- Worshippers have held regular demonstrations after prayers at the mosque run by the opposition Umma Party
- Demonstrations first broke out in the farming town of Atbara on December 19 after the government tripled the price of bread
KHARTOUM: Sudanese police fired tear gas on Friday at worshippers leaving a mosque in the metropolis chanting "freedom, freedom" in an anti-government protest after the main weekly Muslim prayers, witnesses said.
Worshippers have held regular demonstrations after prayers at the mosque run by the opposition Umma Party in the capital's twin city Omdurman since its veteran leader, former premier Sadiq al-Mahdi, threw his support behind the protest movement.
"Riot police swiftly moved in and fired tear gas at them," a witness told AFP.
"They were also chanting freedom, peace, justice," the rallying cry of the protests that erupted in December against the three-decade rule of President Omar al-Bashir, the witness said.
Demonstrations first broke out in the farming town of Atbara on December 19 after the government tripled the price of bread.

(Records taken from a dataset)
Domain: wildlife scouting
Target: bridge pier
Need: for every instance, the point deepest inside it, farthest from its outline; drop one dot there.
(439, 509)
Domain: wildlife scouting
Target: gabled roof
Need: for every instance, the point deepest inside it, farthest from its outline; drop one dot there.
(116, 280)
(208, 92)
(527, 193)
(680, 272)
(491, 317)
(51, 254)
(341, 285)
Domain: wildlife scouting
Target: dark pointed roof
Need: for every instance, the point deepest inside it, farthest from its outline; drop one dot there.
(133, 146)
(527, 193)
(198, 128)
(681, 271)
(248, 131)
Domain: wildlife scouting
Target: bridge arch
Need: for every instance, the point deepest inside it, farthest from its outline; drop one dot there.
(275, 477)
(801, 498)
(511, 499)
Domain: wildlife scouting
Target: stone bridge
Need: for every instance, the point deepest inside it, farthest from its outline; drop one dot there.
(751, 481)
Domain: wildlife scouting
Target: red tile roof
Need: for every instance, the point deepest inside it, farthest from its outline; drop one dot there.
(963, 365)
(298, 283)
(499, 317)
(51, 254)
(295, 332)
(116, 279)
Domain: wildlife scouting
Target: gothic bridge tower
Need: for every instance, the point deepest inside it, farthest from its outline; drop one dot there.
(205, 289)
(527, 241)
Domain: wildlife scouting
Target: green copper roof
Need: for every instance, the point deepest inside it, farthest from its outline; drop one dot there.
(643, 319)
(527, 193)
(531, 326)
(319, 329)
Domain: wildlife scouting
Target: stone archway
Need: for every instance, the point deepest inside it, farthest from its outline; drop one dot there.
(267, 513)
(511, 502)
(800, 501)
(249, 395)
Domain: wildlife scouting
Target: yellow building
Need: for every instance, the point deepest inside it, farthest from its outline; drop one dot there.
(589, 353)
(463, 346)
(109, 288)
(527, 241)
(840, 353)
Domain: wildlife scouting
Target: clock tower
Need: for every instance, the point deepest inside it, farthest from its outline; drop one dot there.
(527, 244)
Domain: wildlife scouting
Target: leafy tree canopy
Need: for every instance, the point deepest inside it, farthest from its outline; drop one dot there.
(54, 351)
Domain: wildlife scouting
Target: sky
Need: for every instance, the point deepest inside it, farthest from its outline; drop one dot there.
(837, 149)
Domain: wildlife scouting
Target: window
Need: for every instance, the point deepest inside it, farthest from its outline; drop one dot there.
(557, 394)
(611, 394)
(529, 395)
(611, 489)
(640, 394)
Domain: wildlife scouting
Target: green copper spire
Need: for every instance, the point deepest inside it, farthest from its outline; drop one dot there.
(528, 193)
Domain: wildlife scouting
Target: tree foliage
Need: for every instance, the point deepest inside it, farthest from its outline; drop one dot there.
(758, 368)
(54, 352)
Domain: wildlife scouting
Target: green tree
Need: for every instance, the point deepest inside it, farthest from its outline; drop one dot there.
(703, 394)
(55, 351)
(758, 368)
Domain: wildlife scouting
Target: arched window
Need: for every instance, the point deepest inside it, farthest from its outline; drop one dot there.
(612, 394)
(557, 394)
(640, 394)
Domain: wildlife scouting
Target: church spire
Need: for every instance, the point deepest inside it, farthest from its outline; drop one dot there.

• EXERCISE DETAILS
Write out the stretch of the news report on the Omdurman protest above from "- Worshippers have" through "prayers, witnesses said.".

• SOLUTION TO THE PROBLEM
- Worshippers have held regular demonstrations after prayers at the mosque run by the opposition Umma Party
- Demonstrations first broke out in the farming town of Atbara on December 19 after the government tripled the price of bread
KHARTOUM: Sudanese police fired tear gas on Friday at worshippers leaving a mosque in the metropolis chanting "freedom, freedom" in an anti-government protest after the main weekly Muslim prayers, witnesses said.